» Aufgabe 1:
Nenne bitte alle Titel, die im Konzertbericht in Anführungszeichen stehen.
» Aufgabe 2:
Ermittle jede Zeile der Datensätze, in der die Zeichenfolge „tree" vorkommt, und gib diese Zeilen wieder. Groß- und Kleinschreibung zählt dabei.

» Lesetext:
>>
So konnte man direkt erkennen, dass sich die früheren DISNEYLAND AFTER DARK in ähnlich feinen Zwirn geworfen hatten wie zuvor die QUIREBOYS. Frontmann Jesper Binzer trug einen Anzug und war viel unterwegs, wahlweise mit Gitarreneinsatz oder nur als Sänger. Sein Bruder Jacob nahm schon mal den Zylinder für Leadgitarristen bei dem Festival vorweg. Währenddessen steckte der schon immer reichlich durchgeknallte Bassist Stig Pedersen in einem ledernen Catsuit, was ihn mit etwas Schminke mehr wie Suzi Quatro, denn wie eben Stig Pedersen aussahen ließ.

Musikalisch ließ die eingespielte Formation bei bestem Sound nichts anbrennen und agierten wie aus einem Guss. Dabei sprühten sie vor Spielfreude, warfen sich in lässige Posen und gaben mit ihrem ungewöhnlichen Cowpunk ordentlich Gas. Ihr erfolgreichstes Albums „Riskin´It All" kam am häufigsten zum Einsatz, vor allem natürlich der Hit „Bad Craziness". Auch die quasi selbstbetitelte aktuelle Scheibe sowie das 2000er „Everything Glows" tauchten öfter im Set auf. Und am Ende durften die beiden Hits „Jihad" und „Sleeping My Day Away" nicht fehlen, welche lauthals mitgesungen wurden.

Neben vielem Einsatz konnten D.A.D. auch mit einigen Showelementen punkten. War der Aufbau mit den Scheinwerferboxen schon außergewöhnlich, so zog auch das zweistöckige Kit von Lauste Sonne die Blicke auf sich. Bei seinem Solo wurde dann noch ein weiteres an den vorderen Bühnenrand gekarrt, um ihm mehr Nähe zum ausgelassenen Publikum zu geben.
Beim Verlassen der Schießbude schossen plötzlich Flammensäulen darunter empor, welche diese entzündeten. Zurück oben auf seinem Riser spielte die Band den nächsten Song ohne mit der Wimper zu zucken einfach durch, während das gute Teil komplett ausbrannte. Naja, was Hendrix mit der Gitarre konnte, können Dänen auch, ebenso wie schöne Akustiknummern. So blieb es den beiden Binzer-Brüdern vorbehalten mit „Laugh´n´A Half" einen würdigen Headlinerslot zu beenden.
<<
» Datenauszüge:
>>
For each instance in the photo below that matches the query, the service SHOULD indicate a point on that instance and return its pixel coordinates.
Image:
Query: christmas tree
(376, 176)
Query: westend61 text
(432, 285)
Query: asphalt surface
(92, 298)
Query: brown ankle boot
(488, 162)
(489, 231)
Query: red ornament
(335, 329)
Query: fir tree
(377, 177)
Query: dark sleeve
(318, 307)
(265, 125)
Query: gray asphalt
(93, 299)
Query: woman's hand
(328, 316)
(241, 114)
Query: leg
<<
>>
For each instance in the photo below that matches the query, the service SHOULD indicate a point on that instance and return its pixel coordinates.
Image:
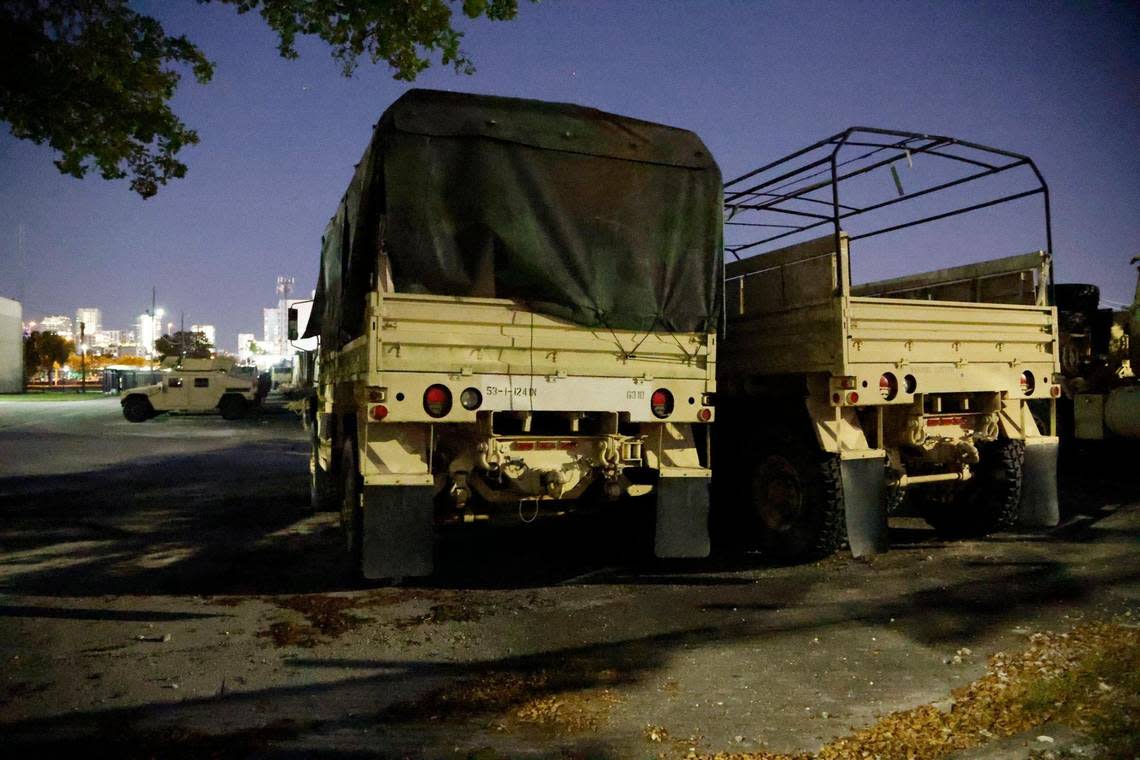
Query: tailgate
<<
» Lösung 1:
„Riskin´It All"
„Bad Craziness"
„Everything Glows"
„Jihad"
„Sleeping My Day Away"
„Laugh´n´A Half"

» Lösung 2:
Query: christmas tree
Query: fir tree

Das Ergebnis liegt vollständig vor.